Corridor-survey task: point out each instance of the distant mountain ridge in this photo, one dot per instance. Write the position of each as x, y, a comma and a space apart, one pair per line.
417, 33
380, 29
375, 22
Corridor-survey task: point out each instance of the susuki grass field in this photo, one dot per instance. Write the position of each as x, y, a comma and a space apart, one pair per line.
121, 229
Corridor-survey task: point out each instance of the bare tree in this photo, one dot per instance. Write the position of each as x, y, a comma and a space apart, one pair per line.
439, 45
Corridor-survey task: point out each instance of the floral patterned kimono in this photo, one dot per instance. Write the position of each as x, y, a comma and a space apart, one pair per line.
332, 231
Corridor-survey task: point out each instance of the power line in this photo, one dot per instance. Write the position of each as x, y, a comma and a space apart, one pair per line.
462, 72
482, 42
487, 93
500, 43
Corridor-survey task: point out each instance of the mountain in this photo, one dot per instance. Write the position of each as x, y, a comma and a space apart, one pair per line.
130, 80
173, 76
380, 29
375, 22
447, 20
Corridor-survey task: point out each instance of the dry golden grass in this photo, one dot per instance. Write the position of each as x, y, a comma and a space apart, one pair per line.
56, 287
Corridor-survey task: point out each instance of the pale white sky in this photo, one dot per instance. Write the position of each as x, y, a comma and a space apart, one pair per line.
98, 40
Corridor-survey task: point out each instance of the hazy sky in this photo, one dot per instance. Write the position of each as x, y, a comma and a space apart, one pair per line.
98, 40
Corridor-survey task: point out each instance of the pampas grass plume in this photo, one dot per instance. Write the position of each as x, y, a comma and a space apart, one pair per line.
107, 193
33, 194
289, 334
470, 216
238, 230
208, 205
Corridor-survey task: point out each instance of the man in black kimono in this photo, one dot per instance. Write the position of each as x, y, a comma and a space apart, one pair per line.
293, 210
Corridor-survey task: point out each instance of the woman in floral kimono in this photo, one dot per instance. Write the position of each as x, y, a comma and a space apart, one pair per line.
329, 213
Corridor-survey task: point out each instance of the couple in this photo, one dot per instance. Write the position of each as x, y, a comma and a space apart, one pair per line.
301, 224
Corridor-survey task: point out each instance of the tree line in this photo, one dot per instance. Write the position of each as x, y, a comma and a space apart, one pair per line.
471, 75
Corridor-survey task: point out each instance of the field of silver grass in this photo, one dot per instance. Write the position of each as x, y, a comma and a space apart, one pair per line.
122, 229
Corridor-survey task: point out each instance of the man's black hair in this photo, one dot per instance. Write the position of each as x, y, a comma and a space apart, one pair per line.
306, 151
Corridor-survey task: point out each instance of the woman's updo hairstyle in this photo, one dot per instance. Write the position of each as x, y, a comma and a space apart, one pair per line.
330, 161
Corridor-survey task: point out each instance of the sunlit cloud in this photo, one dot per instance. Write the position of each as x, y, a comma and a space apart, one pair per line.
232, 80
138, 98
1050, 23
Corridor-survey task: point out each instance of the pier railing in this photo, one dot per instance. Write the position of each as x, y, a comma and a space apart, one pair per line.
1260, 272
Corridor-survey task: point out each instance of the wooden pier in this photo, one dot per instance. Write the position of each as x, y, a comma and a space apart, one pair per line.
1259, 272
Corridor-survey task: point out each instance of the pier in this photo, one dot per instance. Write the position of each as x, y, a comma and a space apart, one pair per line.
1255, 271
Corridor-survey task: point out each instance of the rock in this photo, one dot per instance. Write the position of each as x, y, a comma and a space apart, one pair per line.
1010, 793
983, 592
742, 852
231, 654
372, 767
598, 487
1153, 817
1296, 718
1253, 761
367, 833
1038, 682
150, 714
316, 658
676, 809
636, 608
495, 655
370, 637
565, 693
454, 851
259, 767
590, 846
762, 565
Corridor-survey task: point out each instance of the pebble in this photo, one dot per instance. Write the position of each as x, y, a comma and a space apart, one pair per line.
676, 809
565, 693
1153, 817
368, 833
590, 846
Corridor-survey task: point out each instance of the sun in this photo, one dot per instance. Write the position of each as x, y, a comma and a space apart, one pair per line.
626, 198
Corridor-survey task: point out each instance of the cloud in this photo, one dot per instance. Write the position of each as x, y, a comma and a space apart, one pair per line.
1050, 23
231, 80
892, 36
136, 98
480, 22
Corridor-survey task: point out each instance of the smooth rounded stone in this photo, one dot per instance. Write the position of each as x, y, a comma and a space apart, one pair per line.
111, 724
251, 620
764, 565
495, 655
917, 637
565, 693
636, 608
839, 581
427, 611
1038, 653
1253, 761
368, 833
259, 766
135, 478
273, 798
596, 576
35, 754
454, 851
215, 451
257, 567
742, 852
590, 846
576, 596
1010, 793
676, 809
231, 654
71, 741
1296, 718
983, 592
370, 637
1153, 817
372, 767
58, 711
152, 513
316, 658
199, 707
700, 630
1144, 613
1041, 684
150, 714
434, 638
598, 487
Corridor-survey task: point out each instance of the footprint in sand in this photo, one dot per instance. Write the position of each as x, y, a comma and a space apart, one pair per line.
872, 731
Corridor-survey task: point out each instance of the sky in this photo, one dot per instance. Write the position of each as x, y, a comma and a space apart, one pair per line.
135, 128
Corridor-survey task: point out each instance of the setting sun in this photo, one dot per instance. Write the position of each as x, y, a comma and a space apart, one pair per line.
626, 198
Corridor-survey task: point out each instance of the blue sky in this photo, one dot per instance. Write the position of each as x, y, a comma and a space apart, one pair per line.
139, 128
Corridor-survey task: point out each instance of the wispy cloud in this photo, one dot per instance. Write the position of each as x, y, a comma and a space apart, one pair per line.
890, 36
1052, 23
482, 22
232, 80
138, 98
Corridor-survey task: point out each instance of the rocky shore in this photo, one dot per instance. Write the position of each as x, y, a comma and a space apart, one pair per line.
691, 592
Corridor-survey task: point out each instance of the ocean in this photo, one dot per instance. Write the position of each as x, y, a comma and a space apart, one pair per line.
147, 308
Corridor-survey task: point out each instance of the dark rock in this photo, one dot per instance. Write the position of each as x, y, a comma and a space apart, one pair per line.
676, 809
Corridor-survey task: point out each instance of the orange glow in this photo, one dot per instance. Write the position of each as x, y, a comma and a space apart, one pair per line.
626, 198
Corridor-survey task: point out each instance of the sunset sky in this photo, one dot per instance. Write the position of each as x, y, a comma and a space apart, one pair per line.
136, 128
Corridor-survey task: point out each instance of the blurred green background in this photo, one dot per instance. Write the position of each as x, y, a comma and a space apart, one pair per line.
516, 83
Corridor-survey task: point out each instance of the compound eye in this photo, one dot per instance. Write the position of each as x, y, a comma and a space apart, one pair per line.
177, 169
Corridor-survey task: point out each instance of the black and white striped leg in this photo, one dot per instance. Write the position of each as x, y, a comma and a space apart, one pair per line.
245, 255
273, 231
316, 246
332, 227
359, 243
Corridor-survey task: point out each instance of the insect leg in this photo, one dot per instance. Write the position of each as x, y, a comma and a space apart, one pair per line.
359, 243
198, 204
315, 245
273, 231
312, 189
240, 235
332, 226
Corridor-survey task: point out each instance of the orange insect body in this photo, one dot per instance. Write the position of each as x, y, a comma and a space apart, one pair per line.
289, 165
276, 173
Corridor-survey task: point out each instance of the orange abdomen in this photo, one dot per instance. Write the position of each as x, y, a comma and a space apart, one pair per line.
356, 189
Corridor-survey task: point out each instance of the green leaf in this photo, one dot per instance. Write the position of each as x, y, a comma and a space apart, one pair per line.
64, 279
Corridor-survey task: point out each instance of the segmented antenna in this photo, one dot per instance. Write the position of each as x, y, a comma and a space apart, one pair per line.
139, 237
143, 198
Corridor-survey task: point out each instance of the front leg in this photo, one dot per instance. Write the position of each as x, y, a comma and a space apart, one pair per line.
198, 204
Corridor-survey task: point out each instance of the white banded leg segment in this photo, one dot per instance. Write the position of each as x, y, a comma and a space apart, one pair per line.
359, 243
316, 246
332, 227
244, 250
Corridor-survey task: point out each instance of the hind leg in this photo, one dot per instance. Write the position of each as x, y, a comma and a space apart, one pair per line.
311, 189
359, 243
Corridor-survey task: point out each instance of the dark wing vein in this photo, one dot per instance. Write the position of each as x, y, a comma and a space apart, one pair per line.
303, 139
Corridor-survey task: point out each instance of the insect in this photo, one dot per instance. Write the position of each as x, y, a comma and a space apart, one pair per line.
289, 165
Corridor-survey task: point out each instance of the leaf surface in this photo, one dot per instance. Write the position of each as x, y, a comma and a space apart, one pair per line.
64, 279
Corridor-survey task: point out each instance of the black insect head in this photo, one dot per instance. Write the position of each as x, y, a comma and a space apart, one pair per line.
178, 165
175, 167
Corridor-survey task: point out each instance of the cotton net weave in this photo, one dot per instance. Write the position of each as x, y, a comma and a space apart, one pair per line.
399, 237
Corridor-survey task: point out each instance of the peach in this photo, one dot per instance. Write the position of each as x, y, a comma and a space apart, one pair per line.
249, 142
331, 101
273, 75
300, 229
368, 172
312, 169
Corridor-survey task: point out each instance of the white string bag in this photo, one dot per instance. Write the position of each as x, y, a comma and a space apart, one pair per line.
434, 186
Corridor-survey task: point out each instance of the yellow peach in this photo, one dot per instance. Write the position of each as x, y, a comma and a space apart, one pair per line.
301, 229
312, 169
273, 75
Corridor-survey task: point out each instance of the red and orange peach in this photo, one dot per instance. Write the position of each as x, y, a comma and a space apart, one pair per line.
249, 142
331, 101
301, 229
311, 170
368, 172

• _What you need to do_: Reproduce the records word for word, starting at the line that contains "Corridor-survey task: point out each instance of the red" and ending with the final line of the records.

• _Written answer_:
Corridor-survey task: point out each instance of the red and orange peach in this photo, one dot per instance. Write the position of each as x, y, a comma and a space apart, one pair per line.
249, 142
331, 101
301, 229
311, 170
368, 172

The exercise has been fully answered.